Segment Start: Extracted data

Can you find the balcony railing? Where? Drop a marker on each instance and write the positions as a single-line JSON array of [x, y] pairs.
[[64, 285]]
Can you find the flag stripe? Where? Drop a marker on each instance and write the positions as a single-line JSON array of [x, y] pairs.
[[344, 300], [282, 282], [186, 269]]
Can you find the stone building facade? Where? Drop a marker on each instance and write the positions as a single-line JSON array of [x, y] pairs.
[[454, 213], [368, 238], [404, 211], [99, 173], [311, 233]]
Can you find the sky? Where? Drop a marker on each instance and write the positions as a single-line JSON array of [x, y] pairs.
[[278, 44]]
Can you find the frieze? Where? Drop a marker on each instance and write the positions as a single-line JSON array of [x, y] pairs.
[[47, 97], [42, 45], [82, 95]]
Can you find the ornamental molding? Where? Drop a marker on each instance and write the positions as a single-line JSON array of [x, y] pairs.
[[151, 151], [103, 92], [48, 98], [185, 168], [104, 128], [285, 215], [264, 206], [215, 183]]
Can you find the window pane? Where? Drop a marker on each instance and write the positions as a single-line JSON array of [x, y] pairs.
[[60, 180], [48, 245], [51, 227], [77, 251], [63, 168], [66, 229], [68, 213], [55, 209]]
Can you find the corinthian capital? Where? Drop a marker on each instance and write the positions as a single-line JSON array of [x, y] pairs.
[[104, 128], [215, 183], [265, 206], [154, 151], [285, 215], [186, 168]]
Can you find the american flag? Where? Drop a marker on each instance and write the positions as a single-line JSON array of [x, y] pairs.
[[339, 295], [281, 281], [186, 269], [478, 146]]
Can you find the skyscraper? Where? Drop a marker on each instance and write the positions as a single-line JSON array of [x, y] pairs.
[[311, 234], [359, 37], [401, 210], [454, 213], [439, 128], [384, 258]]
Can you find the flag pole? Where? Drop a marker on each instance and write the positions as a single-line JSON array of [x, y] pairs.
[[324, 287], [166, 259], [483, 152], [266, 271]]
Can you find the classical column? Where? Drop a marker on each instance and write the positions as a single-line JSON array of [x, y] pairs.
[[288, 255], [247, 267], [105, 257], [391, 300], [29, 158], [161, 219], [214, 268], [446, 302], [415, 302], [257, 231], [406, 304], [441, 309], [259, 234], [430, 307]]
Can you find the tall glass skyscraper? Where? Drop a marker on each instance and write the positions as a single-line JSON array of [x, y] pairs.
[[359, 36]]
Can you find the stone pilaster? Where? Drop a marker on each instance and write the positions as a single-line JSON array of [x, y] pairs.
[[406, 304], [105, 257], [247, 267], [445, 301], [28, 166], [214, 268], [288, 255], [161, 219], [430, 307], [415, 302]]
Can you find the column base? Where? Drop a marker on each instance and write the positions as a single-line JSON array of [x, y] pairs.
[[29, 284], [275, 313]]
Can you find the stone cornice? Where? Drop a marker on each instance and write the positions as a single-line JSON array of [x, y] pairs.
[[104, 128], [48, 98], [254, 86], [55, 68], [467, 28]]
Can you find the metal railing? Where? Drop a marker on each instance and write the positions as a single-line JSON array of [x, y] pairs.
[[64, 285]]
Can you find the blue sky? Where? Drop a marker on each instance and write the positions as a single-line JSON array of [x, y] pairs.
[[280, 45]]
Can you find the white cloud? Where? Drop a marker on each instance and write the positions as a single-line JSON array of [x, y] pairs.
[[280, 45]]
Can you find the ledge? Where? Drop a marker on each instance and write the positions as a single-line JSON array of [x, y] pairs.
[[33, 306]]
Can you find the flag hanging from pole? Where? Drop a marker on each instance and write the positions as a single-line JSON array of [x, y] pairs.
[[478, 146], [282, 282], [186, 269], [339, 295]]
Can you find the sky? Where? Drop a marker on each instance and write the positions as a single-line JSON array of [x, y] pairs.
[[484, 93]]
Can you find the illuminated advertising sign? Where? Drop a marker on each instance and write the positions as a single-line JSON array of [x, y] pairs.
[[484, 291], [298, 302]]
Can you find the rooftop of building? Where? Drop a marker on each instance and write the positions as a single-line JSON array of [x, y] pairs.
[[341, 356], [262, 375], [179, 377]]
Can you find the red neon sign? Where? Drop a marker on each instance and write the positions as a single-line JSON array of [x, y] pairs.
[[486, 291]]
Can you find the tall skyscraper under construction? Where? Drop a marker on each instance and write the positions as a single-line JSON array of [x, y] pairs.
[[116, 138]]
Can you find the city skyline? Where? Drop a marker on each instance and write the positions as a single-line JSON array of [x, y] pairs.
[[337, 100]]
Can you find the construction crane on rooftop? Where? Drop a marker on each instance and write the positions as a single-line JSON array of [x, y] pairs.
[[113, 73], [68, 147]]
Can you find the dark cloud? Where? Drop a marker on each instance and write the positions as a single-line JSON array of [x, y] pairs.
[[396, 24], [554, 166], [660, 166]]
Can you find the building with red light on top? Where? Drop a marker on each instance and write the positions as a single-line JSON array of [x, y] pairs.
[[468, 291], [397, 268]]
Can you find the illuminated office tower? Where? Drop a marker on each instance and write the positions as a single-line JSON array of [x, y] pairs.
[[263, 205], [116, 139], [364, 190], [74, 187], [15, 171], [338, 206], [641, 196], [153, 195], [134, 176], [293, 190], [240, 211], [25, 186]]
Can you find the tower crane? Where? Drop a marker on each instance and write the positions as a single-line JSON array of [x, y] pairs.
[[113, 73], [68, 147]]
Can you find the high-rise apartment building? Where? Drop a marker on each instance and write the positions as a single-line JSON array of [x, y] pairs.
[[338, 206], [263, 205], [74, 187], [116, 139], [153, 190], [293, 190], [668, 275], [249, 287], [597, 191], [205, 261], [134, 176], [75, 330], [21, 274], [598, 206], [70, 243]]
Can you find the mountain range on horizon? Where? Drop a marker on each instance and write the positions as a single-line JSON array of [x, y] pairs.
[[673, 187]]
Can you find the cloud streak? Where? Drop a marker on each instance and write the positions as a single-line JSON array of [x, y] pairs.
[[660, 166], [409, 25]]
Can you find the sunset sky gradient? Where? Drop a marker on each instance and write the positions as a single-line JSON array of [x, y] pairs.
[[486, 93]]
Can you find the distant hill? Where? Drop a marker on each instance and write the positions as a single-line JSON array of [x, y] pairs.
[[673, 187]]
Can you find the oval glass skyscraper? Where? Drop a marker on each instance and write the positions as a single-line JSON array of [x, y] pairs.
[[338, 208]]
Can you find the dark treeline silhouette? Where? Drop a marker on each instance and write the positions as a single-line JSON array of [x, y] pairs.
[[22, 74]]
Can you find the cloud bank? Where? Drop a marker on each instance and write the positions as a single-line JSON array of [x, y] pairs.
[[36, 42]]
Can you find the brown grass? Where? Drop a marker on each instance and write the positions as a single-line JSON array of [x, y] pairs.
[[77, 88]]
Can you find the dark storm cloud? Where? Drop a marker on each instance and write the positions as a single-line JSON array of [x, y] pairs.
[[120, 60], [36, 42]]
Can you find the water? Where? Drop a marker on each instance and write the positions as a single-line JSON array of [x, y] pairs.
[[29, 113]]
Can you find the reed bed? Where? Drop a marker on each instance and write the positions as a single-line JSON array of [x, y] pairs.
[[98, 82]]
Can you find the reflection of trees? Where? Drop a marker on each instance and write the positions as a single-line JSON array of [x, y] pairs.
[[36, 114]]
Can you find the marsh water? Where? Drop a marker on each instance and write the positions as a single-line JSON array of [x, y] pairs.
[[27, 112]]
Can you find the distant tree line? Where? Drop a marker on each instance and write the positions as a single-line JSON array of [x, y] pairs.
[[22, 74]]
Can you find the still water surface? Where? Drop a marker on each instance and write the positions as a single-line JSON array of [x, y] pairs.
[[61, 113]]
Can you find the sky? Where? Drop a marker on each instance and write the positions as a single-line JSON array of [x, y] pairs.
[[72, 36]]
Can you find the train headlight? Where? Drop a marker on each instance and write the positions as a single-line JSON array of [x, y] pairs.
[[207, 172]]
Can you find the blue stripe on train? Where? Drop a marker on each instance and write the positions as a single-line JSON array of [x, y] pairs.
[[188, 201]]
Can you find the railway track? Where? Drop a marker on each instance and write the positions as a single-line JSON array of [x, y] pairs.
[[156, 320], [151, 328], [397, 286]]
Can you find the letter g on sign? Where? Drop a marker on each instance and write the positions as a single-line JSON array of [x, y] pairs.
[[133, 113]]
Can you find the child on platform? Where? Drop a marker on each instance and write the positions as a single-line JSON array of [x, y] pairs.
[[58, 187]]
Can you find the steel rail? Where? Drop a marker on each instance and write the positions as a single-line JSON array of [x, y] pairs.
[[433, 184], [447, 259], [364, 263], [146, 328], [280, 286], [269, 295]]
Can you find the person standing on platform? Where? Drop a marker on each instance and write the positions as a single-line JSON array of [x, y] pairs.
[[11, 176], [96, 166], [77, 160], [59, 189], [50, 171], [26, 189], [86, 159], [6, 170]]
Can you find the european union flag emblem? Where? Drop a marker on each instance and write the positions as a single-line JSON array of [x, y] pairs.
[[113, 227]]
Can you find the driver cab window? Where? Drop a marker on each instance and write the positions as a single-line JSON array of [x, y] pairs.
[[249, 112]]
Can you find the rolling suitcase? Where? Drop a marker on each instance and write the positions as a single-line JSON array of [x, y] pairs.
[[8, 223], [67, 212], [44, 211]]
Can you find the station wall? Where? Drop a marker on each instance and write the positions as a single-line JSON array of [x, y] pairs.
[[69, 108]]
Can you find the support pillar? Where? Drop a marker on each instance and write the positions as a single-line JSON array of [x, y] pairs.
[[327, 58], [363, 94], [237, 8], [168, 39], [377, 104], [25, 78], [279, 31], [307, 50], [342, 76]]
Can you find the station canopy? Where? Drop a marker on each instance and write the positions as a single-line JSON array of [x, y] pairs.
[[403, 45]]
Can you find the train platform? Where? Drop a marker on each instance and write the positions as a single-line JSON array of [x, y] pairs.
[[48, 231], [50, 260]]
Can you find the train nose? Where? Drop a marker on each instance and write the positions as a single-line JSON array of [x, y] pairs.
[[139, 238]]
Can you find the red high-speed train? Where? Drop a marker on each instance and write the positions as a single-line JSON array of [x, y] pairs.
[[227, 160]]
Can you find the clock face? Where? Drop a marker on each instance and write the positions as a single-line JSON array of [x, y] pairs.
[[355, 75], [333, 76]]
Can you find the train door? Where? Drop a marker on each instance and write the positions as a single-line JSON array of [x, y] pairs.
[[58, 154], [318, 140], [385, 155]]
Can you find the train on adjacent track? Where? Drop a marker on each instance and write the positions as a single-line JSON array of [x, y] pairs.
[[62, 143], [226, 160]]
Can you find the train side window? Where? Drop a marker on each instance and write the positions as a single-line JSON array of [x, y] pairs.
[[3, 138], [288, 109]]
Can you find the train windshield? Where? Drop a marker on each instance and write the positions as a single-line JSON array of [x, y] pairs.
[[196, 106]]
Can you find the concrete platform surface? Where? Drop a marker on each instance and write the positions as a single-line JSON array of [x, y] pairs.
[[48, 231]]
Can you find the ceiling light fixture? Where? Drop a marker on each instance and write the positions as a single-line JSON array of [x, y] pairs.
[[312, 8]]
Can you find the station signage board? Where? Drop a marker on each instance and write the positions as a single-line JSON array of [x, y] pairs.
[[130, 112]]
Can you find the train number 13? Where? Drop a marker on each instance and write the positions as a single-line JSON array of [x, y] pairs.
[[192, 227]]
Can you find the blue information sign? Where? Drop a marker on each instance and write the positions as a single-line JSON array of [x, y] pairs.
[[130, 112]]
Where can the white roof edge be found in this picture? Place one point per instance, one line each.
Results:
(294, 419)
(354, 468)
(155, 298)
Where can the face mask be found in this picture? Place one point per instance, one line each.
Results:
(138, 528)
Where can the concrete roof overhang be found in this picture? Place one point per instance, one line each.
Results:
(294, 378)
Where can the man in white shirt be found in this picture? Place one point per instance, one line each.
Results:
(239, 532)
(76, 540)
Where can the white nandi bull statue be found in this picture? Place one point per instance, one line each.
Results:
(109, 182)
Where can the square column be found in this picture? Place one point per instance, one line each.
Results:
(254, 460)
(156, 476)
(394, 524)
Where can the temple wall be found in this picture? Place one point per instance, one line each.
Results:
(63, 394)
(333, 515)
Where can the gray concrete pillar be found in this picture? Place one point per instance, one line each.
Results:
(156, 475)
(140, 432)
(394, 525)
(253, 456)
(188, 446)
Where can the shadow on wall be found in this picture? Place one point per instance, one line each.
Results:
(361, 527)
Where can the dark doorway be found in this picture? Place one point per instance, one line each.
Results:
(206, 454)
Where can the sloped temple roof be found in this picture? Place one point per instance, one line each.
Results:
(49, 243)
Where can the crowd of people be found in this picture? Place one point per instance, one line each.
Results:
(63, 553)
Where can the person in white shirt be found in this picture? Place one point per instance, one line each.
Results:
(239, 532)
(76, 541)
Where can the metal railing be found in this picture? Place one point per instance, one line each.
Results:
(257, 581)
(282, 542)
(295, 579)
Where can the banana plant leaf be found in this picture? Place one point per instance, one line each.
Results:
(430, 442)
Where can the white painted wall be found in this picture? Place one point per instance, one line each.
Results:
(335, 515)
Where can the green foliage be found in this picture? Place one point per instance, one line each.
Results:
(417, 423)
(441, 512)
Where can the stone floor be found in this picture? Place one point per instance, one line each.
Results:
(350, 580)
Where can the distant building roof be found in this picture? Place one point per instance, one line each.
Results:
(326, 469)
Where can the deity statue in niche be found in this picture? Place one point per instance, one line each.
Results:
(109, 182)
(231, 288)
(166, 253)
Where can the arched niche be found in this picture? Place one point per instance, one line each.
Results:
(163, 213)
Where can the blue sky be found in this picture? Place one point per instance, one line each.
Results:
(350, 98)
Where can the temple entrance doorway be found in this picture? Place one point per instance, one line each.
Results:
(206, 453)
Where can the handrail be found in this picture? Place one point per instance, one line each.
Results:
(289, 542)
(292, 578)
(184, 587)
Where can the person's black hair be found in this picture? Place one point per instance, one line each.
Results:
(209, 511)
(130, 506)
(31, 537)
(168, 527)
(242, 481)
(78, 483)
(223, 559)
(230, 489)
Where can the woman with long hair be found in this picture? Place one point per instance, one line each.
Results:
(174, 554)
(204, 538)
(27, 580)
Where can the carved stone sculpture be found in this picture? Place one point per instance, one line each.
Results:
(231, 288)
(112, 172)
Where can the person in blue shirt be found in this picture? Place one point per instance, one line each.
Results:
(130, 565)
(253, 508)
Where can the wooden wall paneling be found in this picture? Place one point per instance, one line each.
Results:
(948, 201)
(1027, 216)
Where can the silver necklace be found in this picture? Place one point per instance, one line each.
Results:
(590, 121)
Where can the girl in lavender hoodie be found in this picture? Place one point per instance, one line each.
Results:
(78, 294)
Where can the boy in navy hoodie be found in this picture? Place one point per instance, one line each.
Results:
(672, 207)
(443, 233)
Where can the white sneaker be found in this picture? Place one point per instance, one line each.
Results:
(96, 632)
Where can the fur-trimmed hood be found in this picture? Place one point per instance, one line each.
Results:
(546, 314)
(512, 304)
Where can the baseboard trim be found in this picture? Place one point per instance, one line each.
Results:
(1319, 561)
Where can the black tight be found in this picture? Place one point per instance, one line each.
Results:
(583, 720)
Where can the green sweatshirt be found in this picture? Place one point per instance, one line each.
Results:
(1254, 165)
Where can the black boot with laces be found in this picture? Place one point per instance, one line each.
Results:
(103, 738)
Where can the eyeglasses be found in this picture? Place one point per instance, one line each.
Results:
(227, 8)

Segment End: Extracted data

Required work ▸
Check each line above for the word "niche", then give only the number of lines that have it.

Result of this exercise ▸
2